** Extract provided **

In the spirit of making the smallest change possible to resolve it, here's an alternative proposal:

Change the minimum frequency to 50 times per second, instead of 4 times per second.

I would expect that to be enough to get frame accuracy at 25fps.

ingararntzen commented 6 years ago

@nigelmegitt - sure thing - I was more thinking of the end user here - not you guys :)

If you want me to go more into details that's ok too :)

kevinmarks-b commented 6 years ago

Assuming that framerates are uniform is going to go astray at some point, as mp4 can contain media with different rates. The underlying structure has Movie time and Media time - the former is usually an arbitrary fraction, the latter a ratio specifically designed to represent the timescale of the actual samples, so for US-originated video this will be 1001/30000.

Walking through the media rates and getting fame times is going to give you glitches with longer files

If you want to construct an API like this I'd suggest mirroring what QuickTime did - this had 2 parts: the movie export API, which would give you callbacks for each frame rendered in sequence, telling you the media and movie times. Or the GetNextInterestingTime() API which you could call iteratively and it would do the work of walking the movie, track edits and media to get you the next frame or keyframe.

Mozilla did make seekToNextFrame, but that was deprecated: https://developer.mozilla.org/en-US/docs/Web/API/HTMLMediaElement/seekToNextFrame

mfoltzgoogle commented 6 years ago

@Diaz For your purposes, is it more important to have a frame counter, or an accurate currentTime? What do you believe currentTime should represent?

Daiz commented 6 years ago

@mfoltzgoogle That depends - what exactly do you mean by a frame counter? As in, a value that would tell me the absolute frame number of the currently displayed frame, like if I have a 40000 frame long video with a constant frame rate of 23.976 FPS, and when currentTime is about 00:12:34.567 (754.567s), this hypothetical frame counter would have a value of 18091? This would most certainly work be useful for me.

** Excerpted records **

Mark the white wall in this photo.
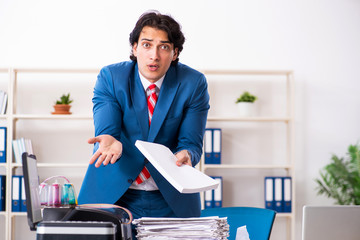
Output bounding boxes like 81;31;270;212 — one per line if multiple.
0;0;360;239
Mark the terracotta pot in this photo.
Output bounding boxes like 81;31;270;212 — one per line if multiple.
237;102;255;117
51;104;71;114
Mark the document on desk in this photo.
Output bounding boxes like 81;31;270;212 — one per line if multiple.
132;216;229;240
135;140;219;193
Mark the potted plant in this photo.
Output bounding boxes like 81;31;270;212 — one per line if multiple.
235;91;257;117
315;145;360;205
52;93;73;114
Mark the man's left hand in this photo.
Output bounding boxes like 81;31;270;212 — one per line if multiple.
175;150;192;167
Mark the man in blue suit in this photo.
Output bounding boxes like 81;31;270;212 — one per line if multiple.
78;12;209;225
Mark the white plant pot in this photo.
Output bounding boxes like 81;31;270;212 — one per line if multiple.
237;102;255;117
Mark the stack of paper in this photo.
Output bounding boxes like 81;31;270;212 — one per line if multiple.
133;216;229;240
135;140;219;193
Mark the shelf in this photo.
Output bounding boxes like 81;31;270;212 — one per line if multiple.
207;117;291;122
13;68;100;73
203;164;293;170
12;114;93;120
10;212;27;217
11;163;89;168
200;70;293;75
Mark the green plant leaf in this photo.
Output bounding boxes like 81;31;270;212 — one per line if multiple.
315;145;360;205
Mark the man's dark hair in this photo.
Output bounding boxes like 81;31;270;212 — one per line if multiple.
129;11;185;64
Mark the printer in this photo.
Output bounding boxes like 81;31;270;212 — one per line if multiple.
22;152;132;240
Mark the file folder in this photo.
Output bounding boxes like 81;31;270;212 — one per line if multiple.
265;177;275;210
0;175;6;211
11;176;21;212
212;128;221;164
204;128;213;164
0;127;6;163
274;177;283;212
20;176;27;212
283;177;292;212
214;177;223;208
204;190;214;208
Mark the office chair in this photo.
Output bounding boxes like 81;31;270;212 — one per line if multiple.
201;207;276;240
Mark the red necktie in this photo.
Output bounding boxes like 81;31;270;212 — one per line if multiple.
135;84;157;184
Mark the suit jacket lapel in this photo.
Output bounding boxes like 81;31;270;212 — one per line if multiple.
148;67;180;142
129;64;149;139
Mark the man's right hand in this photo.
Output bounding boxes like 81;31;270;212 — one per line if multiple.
88;135;122;167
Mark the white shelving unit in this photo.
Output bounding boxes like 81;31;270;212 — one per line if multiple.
200;70;295;240
0;68;295;240
0;69;99;240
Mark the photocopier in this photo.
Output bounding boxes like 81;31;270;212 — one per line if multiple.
22;152;132;240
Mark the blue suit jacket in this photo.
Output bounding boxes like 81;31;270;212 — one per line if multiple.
78;61;209;217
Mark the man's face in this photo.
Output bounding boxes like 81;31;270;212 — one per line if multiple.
133;26;178;83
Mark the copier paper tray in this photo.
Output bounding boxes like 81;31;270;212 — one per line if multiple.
36;221;116;240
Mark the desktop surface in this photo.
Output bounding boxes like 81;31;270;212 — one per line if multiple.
302;205;360;240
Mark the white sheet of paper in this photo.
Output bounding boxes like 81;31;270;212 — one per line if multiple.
135;140;219;193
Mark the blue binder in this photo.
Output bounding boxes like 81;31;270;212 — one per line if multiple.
20;176;27;212
274;177;283;212
212;128;221;164
264;177;275;210
204;128;213;164
0;127;6;163
282;177;292;212
213;177;223;208
11;175;21;212
204;190;214;208
0;175;6;211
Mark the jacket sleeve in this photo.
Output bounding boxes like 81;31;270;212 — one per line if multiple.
92;67;122;140
177;74;210;166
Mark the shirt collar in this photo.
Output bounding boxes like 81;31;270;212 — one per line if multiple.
139;71;166;91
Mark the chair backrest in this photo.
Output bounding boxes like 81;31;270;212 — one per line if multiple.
201;207;276;240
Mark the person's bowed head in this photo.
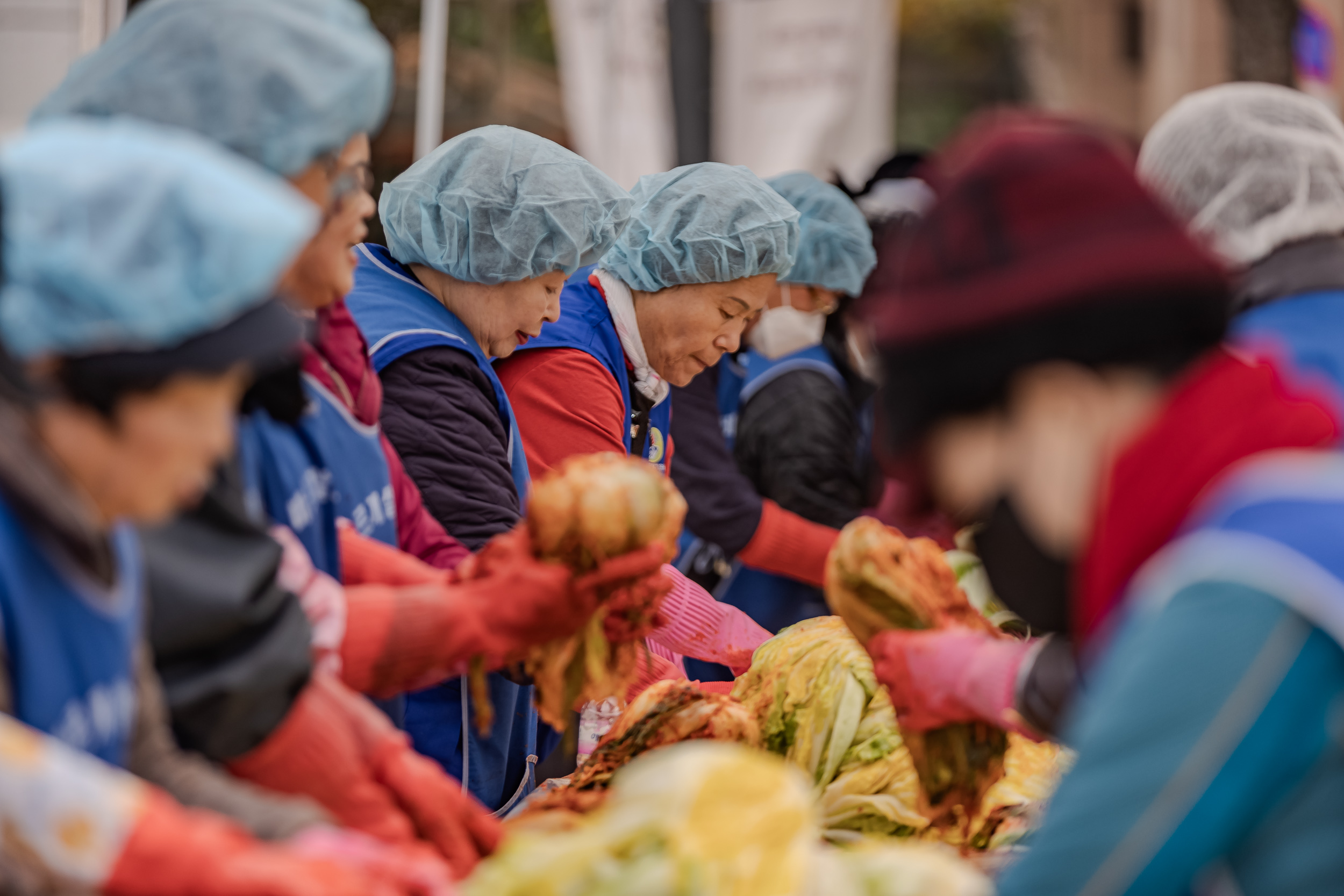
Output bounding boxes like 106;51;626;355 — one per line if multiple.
863;114;1227;734
0;119;470;896
597;162;798;385
378;125;633;357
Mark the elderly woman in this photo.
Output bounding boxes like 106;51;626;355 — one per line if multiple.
0;121;446;896
30;0;645;875
694;172;878;632
499;162;798;687
347;126;633;809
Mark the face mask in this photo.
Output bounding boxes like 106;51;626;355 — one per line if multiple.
747;283;827;361
976;498;1073;634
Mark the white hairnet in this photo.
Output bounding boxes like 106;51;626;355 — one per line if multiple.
378;125;634;283
598;161;798;293
0;118;319;357
32;0;392;176
1139;83;1344;266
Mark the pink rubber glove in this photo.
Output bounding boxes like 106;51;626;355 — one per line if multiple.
270;525;347;677
868;629;1040;739
649;565;770;676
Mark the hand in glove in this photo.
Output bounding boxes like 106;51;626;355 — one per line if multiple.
285;826;457;896
228;675;499;876
867;629;1039;737
336;520;453;586
649;565;770;676
108;789;448;896
329;677;504;877
0;715;430;896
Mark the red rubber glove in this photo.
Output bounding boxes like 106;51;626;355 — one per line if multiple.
328;679;504;879
868;629;1039;737
341;525;597;697
738;498;840;589
285;826;457;896
649;565;770;676
228;675;500;877
108;787;444;896
336;520;453;584
228;673;416;844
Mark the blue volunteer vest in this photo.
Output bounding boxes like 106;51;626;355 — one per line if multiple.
346;243;531;497
238;374;397;582
1124;450;1344;658
518;264;672;470
719;345;846;632
1126;290;1344;655
346;243;538;809
718;355;747;451
0;498;144;766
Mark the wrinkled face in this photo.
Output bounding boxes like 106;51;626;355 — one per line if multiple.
925;363;1163;559
411;264;567;357
634;274;778;385
281;134;378;310
37;365;250;525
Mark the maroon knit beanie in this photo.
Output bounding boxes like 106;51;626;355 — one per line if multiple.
860;113;1228;449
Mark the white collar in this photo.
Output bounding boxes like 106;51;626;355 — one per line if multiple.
596;267;672;404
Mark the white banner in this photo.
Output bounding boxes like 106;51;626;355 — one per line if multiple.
712;0;897;185
550;0;676;189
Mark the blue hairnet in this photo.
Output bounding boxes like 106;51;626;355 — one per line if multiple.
598;161;798;293
765;170;878;296
0;118;319;359
32;0;392;176
378;125;634;283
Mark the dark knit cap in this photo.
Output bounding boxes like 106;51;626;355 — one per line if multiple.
860;113;1228;450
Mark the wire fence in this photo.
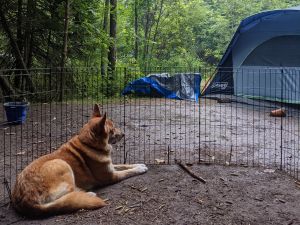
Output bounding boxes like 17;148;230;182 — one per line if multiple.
0;67;300;204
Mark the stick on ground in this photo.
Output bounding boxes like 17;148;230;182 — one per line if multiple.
175;160;206;184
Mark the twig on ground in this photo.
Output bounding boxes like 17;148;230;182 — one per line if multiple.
175;160;206;184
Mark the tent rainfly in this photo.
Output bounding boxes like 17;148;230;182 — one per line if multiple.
202;6;300;103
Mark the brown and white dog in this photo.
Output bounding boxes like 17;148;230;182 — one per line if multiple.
12;105;148;216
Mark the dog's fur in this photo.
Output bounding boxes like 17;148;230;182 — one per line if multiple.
12;105;148;217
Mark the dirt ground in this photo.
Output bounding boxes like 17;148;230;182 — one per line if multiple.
0;165;300;225
0;98;300;205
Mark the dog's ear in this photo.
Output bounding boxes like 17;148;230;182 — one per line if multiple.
93;113;107;134
92;104;101;118
99;113;106;129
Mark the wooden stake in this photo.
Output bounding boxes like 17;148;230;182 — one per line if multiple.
175;159;206;184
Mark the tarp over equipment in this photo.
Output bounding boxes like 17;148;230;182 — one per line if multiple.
122;73;201;101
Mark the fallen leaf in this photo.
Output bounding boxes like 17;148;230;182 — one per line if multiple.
155;159;165;164
16;151;26;155
140;187;148;192
115;205;124;210
230;173;239;177
264;169;275;173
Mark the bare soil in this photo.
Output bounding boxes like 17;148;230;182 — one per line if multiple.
0;165;300;225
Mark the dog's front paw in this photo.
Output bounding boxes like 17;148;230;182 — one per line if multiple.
135;164;148;173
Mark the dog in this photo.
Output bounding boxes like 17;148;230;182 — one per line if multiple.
12;104;148;217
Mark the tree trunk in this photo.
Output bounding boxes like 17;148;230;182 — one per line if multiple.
148;0;164;67
108;0;117;76
59;0;70;101
134;0;139;61
143;1;151;65
60;0;70;69
15;0;23;70
101;0;110;76
0;7;34;92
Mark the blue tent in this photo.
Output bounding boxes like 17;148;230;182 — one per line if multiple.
122;73;201;101
203;6;300;103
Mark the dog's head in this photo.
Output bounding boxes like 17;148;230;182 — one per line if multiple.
79;104;124;147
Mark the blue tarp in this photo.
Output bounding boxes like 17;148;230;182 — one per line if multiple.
122;73;201;101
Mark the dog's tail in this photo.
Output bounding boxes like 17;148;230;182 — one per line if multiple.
18;191;107;217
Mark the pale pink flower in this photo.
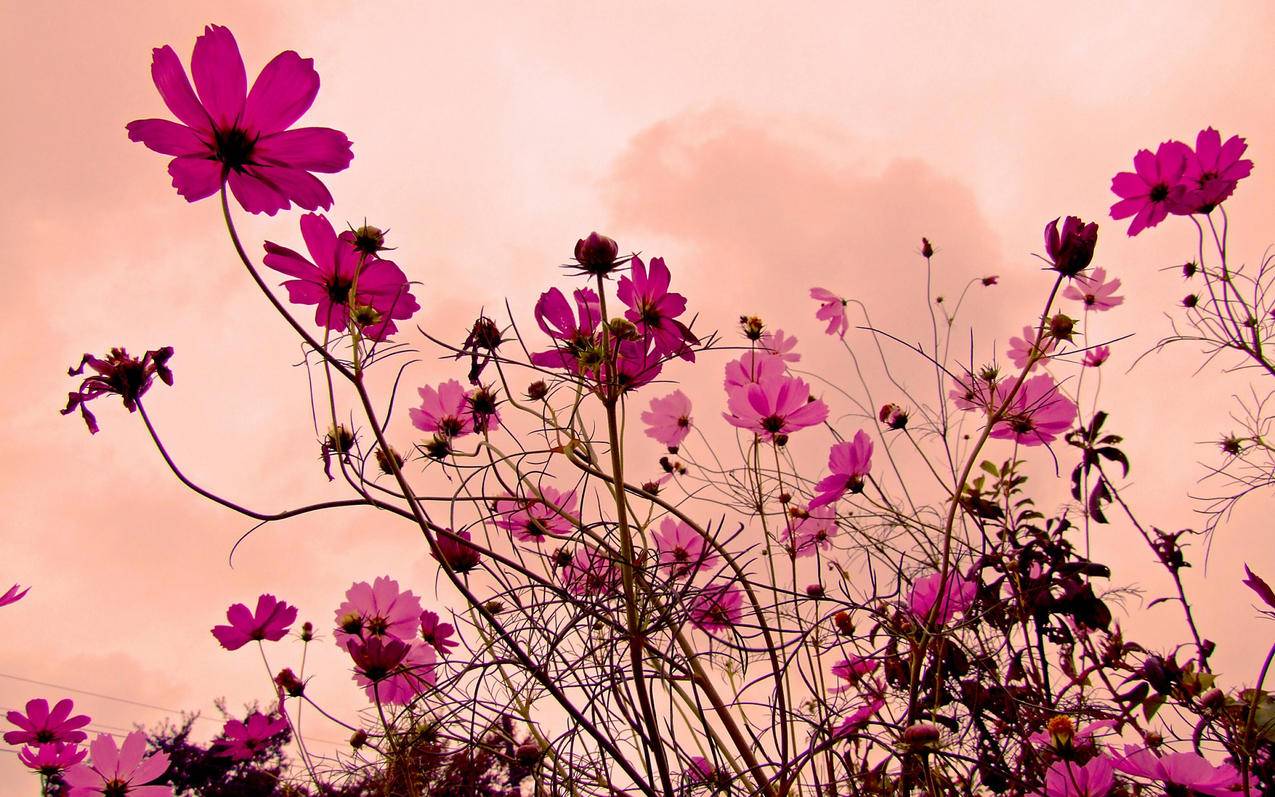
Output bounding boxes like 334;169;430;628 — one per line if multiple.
810;288;850;338
722;376;827;441
62;731;173;797
810;428;872;509
653;518;718;579
1062;267;1125;311
641;390;691;449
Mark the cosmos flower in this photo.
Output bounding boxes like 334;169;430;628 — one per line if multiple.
641;390;691;449
1062;267;1125;312
213;594;297;650
722;376;827;441
333;575;421;648
810;428;872;509
261;213;421;340
62;731;173;797
4;698;91;746
128;26;354;216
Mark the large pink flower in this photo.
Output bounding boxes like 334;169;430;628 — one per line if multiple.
1062;267;1125;311
128;26;354;216
616;255;700;362
333;575;421;648
4;698;91;746
652;518;718;579
810;428;872;509
1111;142;1190;236
213;594;297;650
62;731;173;797
263;213;421;340
722;376;827;440
992;374;1076;445
641;390;691;449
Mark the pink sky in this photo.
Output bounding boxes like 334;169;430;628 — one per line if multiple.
0;3;1275;791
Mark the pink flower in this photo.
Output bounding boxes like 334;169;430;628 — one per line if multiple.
407;379;474;440
653;518;718;579
213;712;288;761
616;255;700;362
992;374;1076;445
128;26;354;216
1009;326;1058;369
690;580;743;634
1080;346;1112;369
0;584;31;606
810;288;850;338
641;390;691;449
62;731;173;797
761;329;801;362
1042;756;1116;797
810;428;872;509
1045;216;1098;276
18;742;88;778
346;636;437;705
1111;142;1190;236
421;610;459;655
1116;745;1257;797
213;594;297;650
4;698;91;746
495;485;578;545
908;573;978;626
333;575;421;649
1062;267;1125;311
562;546;621;597
261;213;421;340
61;346;172;435
724;349;784;391
1173;128;1253;213
722;376;827;441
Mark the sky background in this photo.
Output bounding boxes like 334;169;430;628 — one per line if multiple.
0;0;1275;793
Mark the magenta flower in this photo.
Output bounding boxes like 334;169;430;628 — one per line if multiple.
4;698;91;746
1080;346;1112;369
992;374;1076;445
261;213;421;340
761;329;801;362
213;712;288;761
810;428;872;509
652;518;718;579
1062;267;1125;311
641;390;691;449
1173;128;1253;214
333;575;421;648
407;379;474;440
0;584;31;606
722;376;827;441
562;546;621;597
128;26;354;216
690;580;743;634
421;610;459;655
1040;216;1098;276
1038;755;1116;797
616;255;700;362
346;636;437;705
1116;745;1257;797
1009;326;1058;370
213;594;297;650
908;573;978;626
1111;142;1190;236
61;346;172;435
18;742;88;778
495;485;578;545
62;731;173;797
724;349;785;391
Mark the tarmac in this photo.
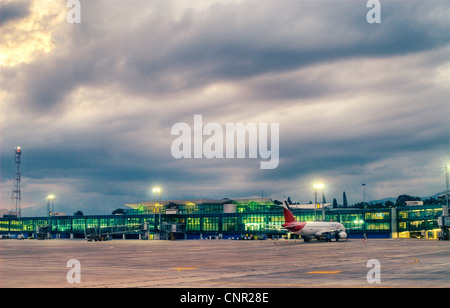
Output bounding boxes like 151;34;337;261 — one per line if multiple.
0;239;450;289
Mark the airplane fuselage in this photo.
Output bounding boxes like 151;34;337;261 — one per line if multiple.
283;221;345;237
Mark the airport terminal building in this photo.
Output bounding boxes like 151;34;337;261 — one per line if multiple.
0;198;443;240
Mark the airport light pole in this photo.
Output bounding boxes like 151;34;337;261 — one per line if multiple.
442;164;450;215
153;187;162;234
47;195;55;216
314;183;325;221
361;183;367;238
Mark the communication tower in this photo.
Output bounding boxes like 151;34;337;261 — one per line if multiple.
12;146;22;218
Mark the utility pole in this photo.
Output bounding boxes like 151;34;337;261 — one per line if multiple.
11;146;22;218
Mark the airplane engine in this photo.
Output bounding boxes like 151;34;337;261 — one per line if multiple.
338;231;347;239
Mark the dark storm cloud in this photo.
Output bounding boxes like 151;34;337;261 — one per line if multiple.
0;0;31;27
6;1;449;111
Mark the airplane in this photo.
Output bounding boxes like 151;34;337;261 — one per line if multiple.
282;201;347;242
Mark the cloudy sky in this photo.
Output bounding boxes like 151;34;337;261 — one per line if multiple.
0;0;450;215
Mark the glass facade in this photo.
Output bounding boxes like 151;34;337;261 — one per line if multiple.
0;198;442;238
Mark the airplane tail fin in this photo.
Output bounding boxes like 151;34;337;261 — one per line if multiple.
282;201;296;223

** What you will do **
1 – In the thread on frame-accurate video timing, turn the paragraph beginning "If you want to construct an API like this" into a short bulleted list that keeps its main facts.
2 – Translate this sentence from the thread on frame-accurate video timing into Spanish: "Assuming that framerates are uniform is going to go astray at some point, as mp4 can contain media with different rates."

** Written answers **
1 –
- Suggestion: model such an API on QuickTime's approach, which had two parts.
- Movie export API: gave a callback for each frame rendered in sequence, reporting its media and movie times.
- GetNextInterestingTime(): called repeatedly, it walked the movie, track edits and media to find the next frame or keyframe.

2 – Suponer que las frecuencias de fotogramas son uniformes va a fallar en algún momento, ya que un mp4 puede contener medios con frecuencias distintas.